— What to produce —
Put the lines below into a numbered list, leaving out blank lines. Start at the line containing "Where can the eyebrow", end with the last line of the rows, and include only those lines.

— Exercise inputs —
+--

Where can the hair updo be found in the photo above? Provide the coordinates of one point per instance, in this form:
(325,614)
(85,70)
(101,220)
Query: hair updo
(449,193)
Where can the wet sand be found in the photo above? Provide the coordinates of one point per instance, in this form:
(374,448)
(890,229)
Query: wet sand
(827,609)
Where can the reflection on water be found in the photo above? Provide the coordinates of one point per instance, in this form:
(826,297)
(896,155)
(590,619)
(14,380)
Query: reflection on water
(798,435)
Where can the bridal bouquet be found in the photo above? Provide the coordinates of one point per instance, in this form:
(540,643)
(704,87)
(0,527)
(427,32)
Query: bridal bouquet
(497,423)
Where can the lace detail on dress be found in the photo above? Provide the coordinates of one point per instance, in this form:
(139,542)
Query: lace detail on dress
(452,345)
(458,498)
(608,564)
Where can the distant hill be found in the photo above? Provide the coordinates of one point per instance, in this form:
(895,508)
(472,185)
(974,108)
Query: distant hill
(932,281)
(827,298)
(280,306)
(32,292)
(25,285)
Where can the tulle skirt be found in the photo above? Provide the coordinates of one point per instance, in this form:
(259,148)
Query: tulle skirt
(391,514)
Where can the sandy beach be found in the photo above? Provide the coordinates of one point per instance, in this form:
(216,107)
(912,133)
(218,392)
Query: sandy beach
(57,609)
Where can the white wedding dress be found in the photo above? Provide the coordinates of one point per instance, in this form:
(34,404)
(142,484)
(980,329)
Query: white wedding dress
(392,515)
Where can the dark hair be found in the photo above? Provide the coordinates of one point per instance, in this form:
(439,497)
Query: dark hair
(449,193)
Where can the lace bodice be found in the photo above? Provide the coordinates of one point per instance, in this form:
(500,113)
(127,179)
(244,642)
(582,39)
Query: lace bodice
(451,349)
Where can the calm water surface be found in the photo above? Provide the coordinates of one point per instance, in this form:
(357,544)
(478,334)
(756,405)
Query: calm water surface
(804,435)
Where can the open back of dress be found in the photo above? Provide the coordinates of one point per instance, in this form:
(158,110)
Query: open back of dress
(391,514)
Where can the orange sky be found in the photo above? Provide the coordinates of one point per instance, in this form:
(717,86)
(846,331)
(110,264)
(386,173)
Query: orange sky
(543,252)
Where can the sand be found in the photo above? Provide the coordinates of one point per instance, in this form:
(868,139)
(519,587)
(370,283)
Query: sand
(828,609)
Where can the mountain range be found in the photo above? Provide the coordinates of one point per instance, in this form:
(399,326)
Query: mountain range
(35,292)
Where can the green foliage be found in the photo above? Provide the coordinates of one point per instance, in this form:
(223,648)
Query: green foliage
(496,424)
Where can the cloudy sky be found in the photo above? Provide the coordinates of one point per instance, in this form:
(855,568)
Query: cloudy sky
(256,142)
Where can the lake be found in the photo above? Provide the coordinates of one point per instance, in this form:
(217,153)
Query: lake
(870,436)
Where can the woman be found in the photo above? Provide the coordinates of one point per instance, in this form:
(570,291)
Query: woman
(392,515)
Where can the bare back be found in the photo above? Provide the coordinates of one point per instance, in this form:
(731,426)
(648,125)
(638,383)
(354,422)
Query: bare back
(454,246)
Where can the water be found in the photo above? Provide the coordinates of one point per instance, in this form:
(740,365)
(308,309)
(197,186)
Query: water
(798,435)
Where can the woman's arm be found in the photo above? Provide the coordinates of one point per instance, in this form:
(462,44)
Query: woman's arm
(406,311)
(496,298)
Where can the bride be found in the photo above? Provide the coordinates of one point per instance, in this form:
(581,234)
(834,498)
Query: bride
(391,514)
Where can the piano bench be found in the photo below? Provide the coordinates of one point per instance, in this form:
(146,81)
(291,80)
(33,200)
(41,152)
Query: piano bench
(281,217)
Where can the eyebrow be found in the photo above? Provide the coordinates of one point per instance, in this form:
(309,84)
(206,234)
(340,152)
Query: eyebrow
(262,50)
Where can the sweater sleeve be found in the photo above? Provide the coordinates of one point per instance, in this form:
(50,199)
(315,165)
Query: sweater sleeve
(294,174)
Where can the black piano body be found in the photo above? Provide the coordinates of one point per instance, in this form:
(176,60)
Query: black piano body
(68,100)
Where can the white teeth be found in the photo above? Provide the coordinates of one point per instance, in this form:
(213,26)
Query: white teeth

+--

— Response to the task —
1. Where can the eyebrow be found in the photo above? Provide the coordinates of one point per instance, in this form:
2. (309,84)
3. (206,234)
4. (340,152)
5. Query: eyebrow
6. (262,50)
7. Where can the sweater sleeve be found in the photo above? Provide the coordinates of one point per instance, in this form:
8. (50,199)
9. (315,165)
10. Query: sweater sleeve
11. (294,174)
12. Where can the black piano body be found in the photo above? Provide the coordinates of one point per instance, in this form:
13. (176,60)
14. Query: black piano body
15. (68,100)
16. Where can the white teeth be found in the photo above? Provide the coordinates of one point per instance, in this form:
17. (213,26)
18. Query: white teeth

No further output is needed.